* [BACAAN YANG DISEDIAKAN]:
++++++++++++++++++++

Foto: Ghunniyatul Karimah
Foto: Ghunniyatul Karimah

Oleh: Ustadz Zaenal Karomi*

Pertanyaan:

Assalamu’alaikum Wr. Wb.

Bapak saya mau tanya, saya mau bertaubat di jalan Allah, tapi kenapa apa yang saya niatkan selalu gagal dan malah kehidupan saya kacau balau, tapi di hati kecil saya, saya ingin sekali hidup yang selalu melakukan kebaikan dan menjalankan perintah Allah dan menjauhi larangan-Nya, jadi saya mesti gimana?

-Iwan Shonata Meishie-

Majalah TebuirengIklan Tebuireng Online

Jawaban:

Wa’alaikum salam Warahmatullah, terima kasih atas pertanyaan yang anda ajukan, semoga Allah selalu melimpahkan kita taufiq dan hidayah-Nya. Adapun penjelasannya sebagai berikut:

Taubat dari dosa yang telah diperbuat oleh seorang muslim dan saat itu juga ia sedang berusaha menuju kepada jalan Allah adalah perintah agama. Dalam Al Quran dijelaskan tentang dalam Surat At-Tahrim ayat 8, yang berbunyi:

يَا أَيُّهَا الَّذِينَ آمَنُوا تُوبُوا إِلَى اللَّهِ تَوْبَةً نَصُوحًا عَسَى رَبُّكُمْ أَنْ يُكَفِّرَ عَنْكُمْ سَيِّئَاتِكُمْ وَيُدْخِلَكُمْ جَنَّاتٍ تَجْرِي مِنْ تَحْتِهَا الْأَنْهَارُ يَوْمَ لَا يُخْزِي اللَّهُ النَّبِيَّ وَالَّذِينَ آمَنُوا مَعَهُ نُورُهُمْ يَسْعَى بَيْنَ أَيْدِيهِمْ وَبِأَيْمَانِهِمْ يَقُولُونَ رَبَّنَا أَتْمِمْ لَنَا نُورَنَا وَاغْفِرْ لَنَا إِنَّكَ عَلَى كُلِّ شَيْءٍ قَدِيرٌ (8)

Artinya: Hai orang-orang yang beriman, bertaubatlah kepada Allah dengan taubat yang semurni-murninya, mudah-mudahan Tuhan kamu akan menghapus kesalahan-kesalahanmu dan memasukkan kamu ke dalam surga yang mengalir di bawahnya sungai-sungai, pada hari ketika Allah tidak menghinakan Nabi dan orang-orang yang beriman bersama dengan dia; sedang cahaya mereka memancar di hadapan dan di sebelah kanan mereka, sambil mereka mengatakan: “Ya Tuhan kami, sempurnakanlah bagi kami cahaya kami dan ampunilah kami; sesungguhnya Engkau Maha Kuasa atas segala sesuatu” (QS. At Tahrim: 8)

++++++++++++++++++++

* [DATA TERKUMPUL]:

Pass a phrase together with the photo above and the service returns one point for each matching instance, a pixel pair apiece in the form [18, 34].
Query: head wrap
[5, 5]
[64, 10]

++++++++++++++++++++

* [PERSYARATAN TUGAS]: Ringkas bacaan tentang taubat ini dalam dua kalimat. Materi tersebut tidak digunakan dalam latihan ini.

* [JAWABAN LATIHAN]: Iwan Shonata Meishie ingin bertaubat serta selalu berbuat baik dan menjalankan perintah Allah, tetapi niat itu selalu gagal dan hidupnya malah kacau balau, sehingga bertanya apa yang mesti dilakukan. Ustadz Zaenal Karomi menjawab bahwa taubat seorang muslim dari dosa sambil berusaha menuju jalan Allah adalah perintah agama, merujuk pada Surat At-Tahrim ayat 8 yang menyeru orang beriman bertaubat dengan taubat yang semurni-murninya, dengan harapan kesalahan mereka dihapus dan mereka dimasukkan ke dalam surga.